◆ Source
The Financial Planning Association
5.42
The committee received submissions and took verbal evidence from both
the Financial Planning Association (FPA) and the Financial Services Council
(FSC).
5.43
The FPA argued that while financial advice 'is likely to have been a
contributor to the instances of consumer loss', the key culprits were the product
providers and the gatekeepers.[43]
It identified a range of these gatekeepers including product manufacturers and
fund managers, platforms, property schemes, ratings agencies and research
houses, investment banks, auditors, accountants of product manufacturers, stockbrokers
and future brokers, Australian Deposit-taking Institutions, insurance brokers
and companies and regulatory agencies including ASIC and the Australian
Competition and Consumer Commission (ACCC).[44]
5.44
In the FPA's assessment, the participants involved in the collapse of
Trio Capital 'either did not detect, question or act' on the warning signs
and/or high and abnormal risks associated with the products or provider. It
argued that there is a need for better processes to detect and report concerns
of high and abnormal risks of products and providers are needed across all
financial services participants and gatekeepers to minimise the risks for
consumers.[45]
5.45
The FPA argued that in terms of preventing a repeat of the Trio collapse
and the factors that led to this collapse:
...few of the FoFA [Future of Financial Advice] regulatory
enhancements will have any impact on the prevention of future similar events,
as they have focussed too exclusively on the issues of adviser level activity
and missed the opportunity to engage in a reform debate that would deliver transparent
markets and product safety that would benefit all Australians, ultimately
failing to deliver the effective consumer protection reform that FoFA promised.[46]
5.46
Indeed, the Association's submission produced a table presenting its
view of the key problems with the Trio collapse and against each of these,
whether the FoFA reforms will assist. The problems were grouped based on
whether they relate to product providers, research houses, licensees, financial
planners or the regulators. The FPA considered that FoFA would assist for only
two of the 17 problems: the evidence of conflicted remuneration by some
financial planners and the enhanced powers for ASIC to restrict entry into the
AFSL regime.[47]
5.47
Accordingly, the FPA proposed 32 recommendations, which included:
- establishing a standard system for product category labelling;
- a comprehensive system of rating for product risk that ensures
disclosure of key product risks;
-
increasing the quality and type of disclosures required by
product manufacturers;
-
the introduction of a 'best interest' duty to apply to product
manufacturers and fund managers to impose a duty on such providers to consider
the interests of 'consumers as a whole';
- the introduction of a 'best interest' duty to apply to research
houses to impose a duty on such providers to put the interests of the 'consumers
as a whole';
- the introduction of a best interest duty to require AFSL holders
to place the interests of the 'consumer as a whole' ahead of the interests of
the licensee;
- a range of measures to strengthen the criteria, requirements and
assessment process to gain an AFS;
- the development of a framework aligned with ASIC's 'Investing
between the flags' concept (see chapter 6), to address the lack of disclosure
by brokers and product providers in relation to complex financial products
available to consumers, whether retail or non-retail clients; and
- that ASIC undertake a thorough review of the regulation of
research houses operating in Australia, and a requirement that research houses
publish all research reports they produce, whether they are used or not by
product providers; and
- that Self-managed superannuation funds (SMSFs) obtain similar consumer
protections as members of APRA regulated superannuation funds in respect to fraud
and theft.[48]
The Financial Services Council
5.48
The FSC presented a very different view on the need for regulatory
reform to respond to the issues raised by the collapse of Trio Capital. The
committee asked Mr Martin Codina, the Director of Policy at the FSC, if in
his opinion there was anything unique in the Trio collapse that required a
legislative response. He replied:
No... What gives us that view is that there are hundreds of
fund managers in the country which are structured no differently to Trio and
which continue to operate and comply with the law and have not resulted in the
sort of collapse that Trio gave rise to...

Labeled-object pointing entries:
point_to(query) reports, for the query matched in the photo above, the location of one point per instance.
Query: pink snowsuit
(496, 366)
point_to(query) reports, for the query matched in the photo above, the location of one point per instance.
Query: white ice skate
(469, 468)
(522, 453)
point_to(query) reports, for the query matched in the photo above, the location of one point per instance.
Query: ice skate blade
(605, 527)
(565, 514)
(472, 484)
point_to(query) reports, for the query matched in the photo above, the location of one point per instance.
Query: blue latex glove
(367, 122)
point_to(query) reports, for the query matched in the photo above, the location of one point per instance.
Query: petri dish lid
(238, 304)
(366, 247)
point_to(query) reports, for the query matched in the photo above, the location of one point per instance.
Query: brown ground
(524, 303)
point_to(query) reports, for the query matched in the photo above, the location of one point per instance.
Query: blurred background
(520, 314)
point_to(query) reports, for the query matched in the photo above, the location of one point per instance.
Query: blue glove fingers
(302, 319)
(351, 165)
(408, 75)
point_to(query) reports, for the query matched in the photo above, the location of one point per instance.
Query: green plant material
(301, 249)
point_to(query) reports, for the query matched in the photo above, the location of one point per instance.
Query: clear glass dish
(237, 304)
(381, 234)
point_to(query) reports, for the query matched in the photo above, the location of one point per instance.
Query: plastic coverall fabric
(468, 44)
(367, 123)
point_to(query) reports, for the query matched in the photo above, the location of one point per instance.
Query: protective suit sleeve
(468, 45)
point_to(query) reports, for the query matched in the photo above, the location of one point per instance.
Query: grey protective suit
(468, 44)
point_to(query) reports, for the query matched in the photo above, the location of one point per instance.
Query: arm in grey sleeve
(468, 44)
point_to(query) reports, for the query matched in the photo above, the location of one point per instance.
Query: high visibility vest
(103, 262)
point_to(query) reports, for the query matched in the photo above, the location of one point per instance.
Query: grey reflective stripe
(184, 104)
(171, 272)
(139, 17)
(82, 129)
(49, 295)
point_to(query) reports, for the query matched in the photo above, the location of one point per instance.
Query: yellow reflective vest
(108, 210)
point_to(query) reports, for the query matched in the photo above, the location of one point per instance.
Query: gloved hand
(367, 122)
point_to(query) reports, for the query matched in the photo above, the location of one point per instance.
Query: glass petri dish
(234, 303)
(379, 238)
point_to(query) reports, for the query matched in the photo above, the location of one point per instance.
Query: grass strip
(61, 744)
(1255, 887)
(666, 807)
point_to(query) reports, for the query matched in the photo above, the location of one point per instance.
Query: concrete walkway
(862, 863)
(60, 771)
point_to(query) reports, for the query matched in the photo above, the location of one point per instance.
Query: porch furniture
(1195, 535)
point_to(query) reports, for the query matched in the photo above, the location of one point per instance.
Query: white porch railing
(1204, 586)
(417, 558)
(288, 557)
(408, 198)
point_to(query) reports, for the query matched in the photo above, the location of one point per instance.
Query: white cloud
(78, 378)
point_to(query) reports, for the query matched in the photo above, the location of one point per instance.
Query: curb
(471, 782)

◆ Written exercise
In the passage on the Trio Capital collapse, list the groups that the FPA's table used to sort the key problems.

◆ Written response
- product providers
- research houses
- licensees
- financial planners
- the regulators